(begin)
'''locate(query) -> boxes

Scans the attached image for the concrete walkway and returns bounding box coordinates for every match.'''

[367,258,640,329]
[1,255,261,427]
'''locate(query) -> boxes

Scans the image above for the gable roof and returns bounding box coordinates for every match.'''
(end)
#### The request
Pull out each line of the material that contains the word "every", matching case exactly, and copy those lines in order.

#### Written answer
Scans the attached image for the concrete walkway and returns bounding box coordinates for every match.'''
Scans the image above for the gable roof and returns bounding box coordinates for every match.'''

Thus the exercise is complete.